• [Exercise prompt]
For each line of the data below that contains "segment", return that line.

• [Items from a dataset]
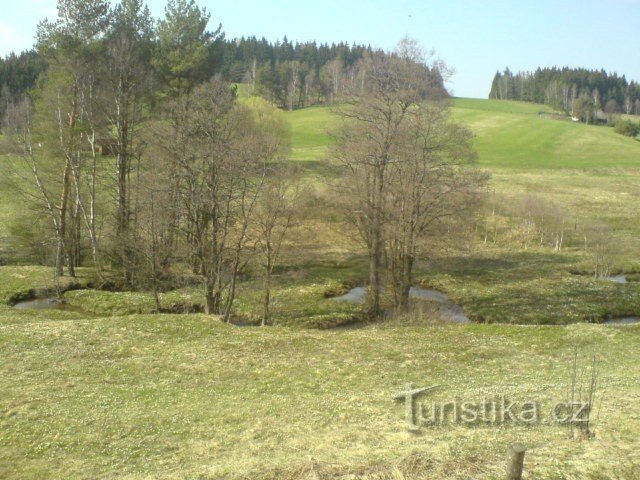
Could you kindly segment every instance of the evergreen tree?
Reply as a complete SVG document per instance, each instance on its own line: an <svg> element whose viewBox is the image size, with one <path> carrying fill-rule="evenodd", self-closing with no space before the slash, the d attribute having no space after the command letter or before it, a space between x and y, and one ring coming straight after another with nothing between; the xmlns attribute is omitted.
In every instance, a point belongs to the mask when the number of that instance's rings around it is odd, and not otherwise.
<svg viewBox="0 0 640 480"><path fill-rule="evenodd" d="M584 68L537 68L535 72L513 74L508 68L496 72L489 98L544 103L569 112L578 92L589 91L594 110L601 110L610 100L633 110L640 99L640 87L627 82L624 75Z"/></svg>
<svg viewBox="0 0 640 480"><path fill-rule="evenodd" d="M195 0L169 0L165 7L154 64L173 94L191 90L215 72L215 42L222 26L207 30L209 19L209 12Z"/></svg>

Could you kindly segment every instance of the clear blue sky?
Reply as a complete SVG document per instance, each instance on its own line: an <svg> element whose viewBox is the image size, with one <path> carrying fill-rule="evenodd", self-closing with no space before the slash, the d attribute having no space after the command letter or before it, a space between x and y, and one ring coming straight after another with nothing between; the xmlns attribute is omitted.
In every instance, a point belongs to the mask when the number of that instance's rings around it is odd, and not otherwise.
<svg viewBox="0 0 640 480"><path fill-rule="evenodd" d="M199 0L228 38L365 43L404 35L455 68L454 94L484 98L493 74L538 66L604 68L640 81L640 0ZM164 0L149 0L156 17ZM56 0L0 0L0 55L27 49Z"/></svg>

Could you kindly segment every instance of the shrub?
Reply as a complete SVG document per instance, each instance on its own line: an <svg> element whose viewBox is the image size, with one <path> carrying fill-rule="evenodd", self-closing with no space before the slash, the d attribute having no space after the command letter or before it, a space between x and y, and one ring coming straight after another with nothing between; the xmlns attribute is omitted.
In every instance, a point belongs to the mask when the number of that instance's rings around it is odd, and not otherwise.
<svg viewBox="0 0 640 480"><path fill-rule="evenodd" d="M616 132L627 137L636 137L640 133L640 125L631 120L620 120L616 122Z"/></svg>

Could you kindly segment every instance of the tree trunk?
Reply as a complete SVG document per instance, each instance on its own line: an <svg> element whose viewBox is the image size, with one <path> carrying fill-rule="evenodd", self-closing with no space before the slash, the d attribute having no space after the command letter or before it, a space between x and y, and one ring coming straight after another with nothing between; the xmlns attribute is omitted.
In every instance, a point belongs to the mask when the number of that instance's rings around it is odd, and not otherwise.
<svg viewBox="0 0 640 480"><path fill-rule="evenodd" d="M116 238L120 248L122 273L125 286L131 286L133 273L131 265L132 249L129 220L129 111L128 111L127 86L124 79L120 78L117 97L117 182L118 182L118 207L116 211Z"/></svg>
<svg viewBox="0 0 640 480"><path fill-rule="evenodd" d="M271 272L273 271L273 261L271 255L271 239L267 238L267 264L264 269L264 301L262 304L262 326L264 327L271 320L269 306L271 303Z"/></svg>
<svg viewBox="0 0 640 480"><path fill-rule="evenodd" d="M69 209L69 180L71 177L71 162L66 161L62 175L62 194L60 196L60 231L58 238L58 250L56 254L56 275L64 275L64 263L67 256L67 211Z"/></svg>
<svg viewBox="0 0 640 480"><path fill-rule="evenodd" d="M127 158L124 152L118 152L118 210L116 236L119 243L124 283L131 285L132 274L129 262L129 219L127 205Z"/></svg>
<svg viewBox="0 0 640 480"><path fill-rule="evenodd" d="M236 299L236 286L238 285L238 271L240 267L240 249L242 248L240 244L238 244L238 250L236 251L236 257L233 261L233 269L231 271L231 284L229 286L229 296L227 298L227 303L224 308L224 322L229 323L231 321L231 308L233 307L233 302Z"/></svg>
<svg viewBox="0 0 640 480"><path fill-rule="evenodd" d="M207 315L219 315L220 314L220 292L214 291L214 282L212 279L208 279L205 283L205 305L204 313Z"/></svg>
<svg viewBox="0 0 640 480"><path fill-rule="evenodd" d="M380 314L380 240L374 235L369 255L369 291L367 295L367 313L372 317Z"/></svg>
<svg viewBox="0 0 640 480"><path fill-rule="evenodd" d="M76 189L69 242L69 276L72 278L76 277L76 268L80 266L80 196L77 192Z"/></svg>
<svg viewBox="0 0 640 480"><path fill-rule="evenodd" d="M385 149L388 150L388 149ZM371 317L377 317L381 313L380 308L380 269L382 267L382 203L384 196L384 167L386 159L381 159L374 172L373 221L371 226L371 247L369 252L369 294L367 295L367 313Z"/></svg>
<svg viewBox="0 0 640 480"><path fill-rule="evenodd" d="M400 304L397 305L401 310L409 308L409 294L411 293L412 283L413 257L405 254L402 256L402 289L400 291Z"/></svg>
<svg viewBox="0 0 640 480"><path fill-rule="evenodd" d="M64 276L64 241L62 237L58 235L56 246L56 277L62 276Z"/></svg>
<svg viewBox="0 0 640 480"><path fill-rule="evenodd" d="M264 327L271 321L271 312L269 306L271 303L271 274L267 273L264 282L264 301L262 307L262 326Z"/></svg>

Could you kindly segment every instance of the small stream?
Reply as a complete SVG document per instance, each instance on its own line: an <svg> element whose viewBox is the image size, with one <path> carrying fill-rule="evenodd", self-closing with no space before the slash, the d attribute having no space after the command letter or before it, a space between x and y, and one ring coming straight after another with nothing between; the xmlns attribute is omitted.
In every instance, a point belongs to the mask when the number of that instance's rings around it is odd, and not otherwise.
<svg viewBox="0 0 640 480"><path fill-rule="evenodd" d="M13 308L18 310L62 310L65 312L83 313L85 310L77 305L60 300L57 297L34 298L16 303Z"/></svg>
<svg viewBox="0 0 640 480"><path fill-rule="evenodd" d="M609 282L615 282L615 283L629 283L629 280L627 280L626 275L613 275L611 277L604 277L603 280L607 280Z"/></svg>
<svg viewBox="0 0 640 480"><path fill-rule="evenodd" d="M621 284L629 283L627 276L624 274L604 277L604 280ZM620 317L612 320L606 320L603 323L605 325L634 325L636 323L640 323L640 317Z"/></svg>
<svg viewBox="0 0 640 480"><path fill-rule="evenodd" d="M621 277L624 277L623 275ZM625 279L626 281L626 279ZM618 282L623 283L623 282ZM409 295L413 298L420 298L424 300L429 300L432 302L436 302L439 305L440 313L443 318L450 323L468 323L469 317L467 317L464 313L464 310L460 305L453 303L447 295L437 290L428 290L420 287L411 287L409 291ZM365 302L366 290L364 287L355 287L349 290L346 294L341 295L339 297L333 297L331 300L337 302L350 302L357 305L363 305ZM32 300L25 300L22 302L16 303L13 308L18 310L60 310L66 312L75 312L75 313L86 313L82 307L77 305L72 305L70 303L61 301L57 297L42 297L35 298ZM255 326L249 322L243 321L235 321L231 322L238 327L249 327ZM614 318L611 320L606 320L603 322L603 325L635 325L640 323L640 317L628 316L628 317L620 317ZM364 326L364 323L355 323L349 324L344 328L361 328Z"/></svg>
<svg viewBox="0 0 640 480"><path fill-rule="evenodd" d="M60 310L64 312L88 313L84 308L72 305L57 297L40 297L16 303L13 308L18 310ZM236 327L255 327L259 324L243 320L231 320L229 322Z"/></svg>
<svg viewBox="0 0 640 480"><path fill-rule="evenodd" d="M620 317L604 322L605 325L635 325L640 323L640 317Z"/></svg>
<svg viewBox="0 0 640 480"><path fill-rule="evenodd" d="M460 305L453 303L442 292L437 290L427 290L421 287L411 287L409 290L409 296L413 298L420 298L423 300L429 300L439 304L440 313L443 318L451 323L468 323L469 317L464 313L464 310ZM366 290L364 287L355 287L349 290L346 294L339 297L333 297L332 300L337 302L350 302L356 305L363 305L365 302Z"/></svg>

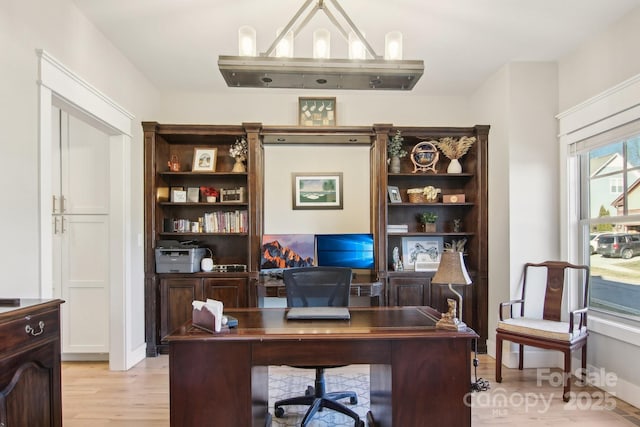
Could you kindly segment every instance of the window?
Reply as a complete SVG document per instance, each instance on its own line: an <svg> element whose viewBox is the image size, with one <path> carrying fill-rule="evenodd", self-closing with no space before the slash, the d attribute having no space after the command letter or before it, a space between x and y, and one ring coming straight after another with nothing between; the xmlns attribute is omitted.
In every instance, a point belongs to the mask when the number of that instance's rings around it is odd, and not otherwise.
<svg viewBox="0 0 640 427"><path fill-rule="evenodd" d="M577 153L590 307L634 318L640 318L639 148L640 134Z"/></svg>
<svg viewBox="0 0 640 427"><path fill-rule="evenodd" d="M611 178L609 180L609 185L610 185L610 190L609 192L611 194L620 194L622 193L622 178Z"/></svg>

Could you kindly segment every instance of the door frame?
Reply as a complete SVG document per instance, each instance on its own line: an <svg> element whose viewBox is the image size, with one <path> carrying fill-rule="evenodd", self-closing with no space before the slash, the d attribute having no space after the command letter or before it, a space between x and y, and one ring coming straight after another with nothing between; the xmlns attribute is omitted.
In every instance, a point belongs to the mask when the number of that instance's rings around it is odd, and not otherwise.
<svg viewBox="0 0 640 427"><path fill-rule="evenodd" d="M134 115L77 76L44 50L39 59L40 107L40 296L53 297L51 108L53 105L86 120L109 135L110 291L109 369L127 370L144 359L145 343L133 348L131 266L131 128Z"/></svg>

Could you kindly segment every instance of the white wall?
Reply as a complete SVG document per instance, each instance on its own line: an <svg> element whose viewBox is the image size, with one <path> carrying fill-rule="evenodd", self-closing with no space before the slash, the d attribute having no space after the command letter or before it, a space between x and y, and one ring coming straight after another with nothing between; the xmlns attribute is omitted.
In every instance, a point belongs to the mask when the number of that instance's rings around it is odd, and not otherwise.
<svg viewBox="0 0 640 427"><path fill-rule="evenodd" d="M213 72L217 72L213 70ZM473 126L467 99L369 91L306 91L226 88L221 92L163 94L161 123L297 125L298 97L335 96L339 126Z"/></svg>
<svg viewBox="0 0 640 427"><path fill-rule="evenodd" d="M40 296L38 57L41 48L136 117L153 116L158 92L85 19L70 0L3 0L0 2L0 182L3 203L0 222L0 294ZM117 78L114 78L117 76ZM131 347L144 343L142 130L134 127L130 151L132 171L132 283L140 307L133 313ZM50 278L43 278L49 280Z"/></svg>
<svg viewBox="0 0 640 427"><path fill-rule="evenodd" d="M556 102L556 65L532 62L505 65L470 100L475 121L491 124L487 345L492 355L498 304L519 297L522 265L560 255ZM513 360L505 354L507 366ZM548 364L535 356L525 362Z"/></svg>
<svg viewBox="0 0 640 427"><path fill-rule="evenodd" d="M558 62L559 111L638 74L640 7Z"/></svg>
<svg viewBox="0 0 640 427"><path fill-rule="evenodd" d="M369 146L266 146L264 232L370 233L370 151ZM342 172L343 209L293 210L292 172Z"/></svg>

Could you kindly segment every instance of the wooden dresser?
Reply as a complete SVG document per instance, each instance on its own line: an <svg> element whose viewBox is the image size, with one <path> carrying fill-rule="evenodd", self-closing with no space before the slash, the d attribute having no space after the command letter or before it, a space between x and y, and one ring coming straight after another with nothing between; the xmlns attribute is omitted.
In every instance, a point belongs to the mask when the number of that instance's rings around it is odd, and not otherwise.
<svg viewBox="0 0 640 427"><path fill-rule="evenodd" d="M60 304L0 307L0 426L62 426Z"/></svg>

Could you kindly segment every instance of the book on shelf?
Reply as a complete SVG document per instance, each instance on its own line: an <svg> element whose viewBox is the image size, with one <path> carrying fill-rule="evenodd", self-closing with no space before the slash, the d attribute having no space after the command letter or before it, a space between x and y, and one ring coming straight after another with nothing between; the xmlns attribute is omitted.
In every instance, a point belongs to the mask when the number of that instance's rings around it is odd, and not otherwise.
<svg viewBox="0 0 640 427"><path fill-rule="evenodd" d="M408 233L408 224L387 224L387 233Z"/></svg>

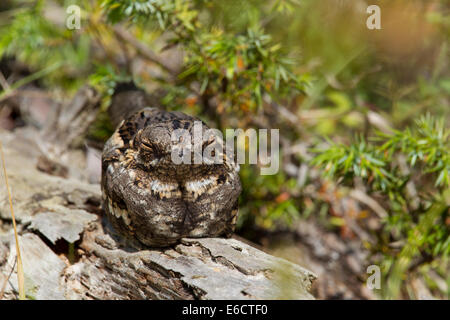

• [Result]
Could you kindly segment every instance of the evergreen tree?
Could you kindly segment every instance of the clear blue sky?
Could you kindly segment every instance of the shrub?
Could you kindly segment every instance of the tree trunk?
Could you kindly segment every instance of the small stream?
Could you kindly segment every instance of the window?
Could you kindly segment every instance of the door frame?
Could you kindly segment every instance of the white wall?
Could you kindly segment every instance of the wooden dresser?
Could you kindly segment every instance of the book on shelf?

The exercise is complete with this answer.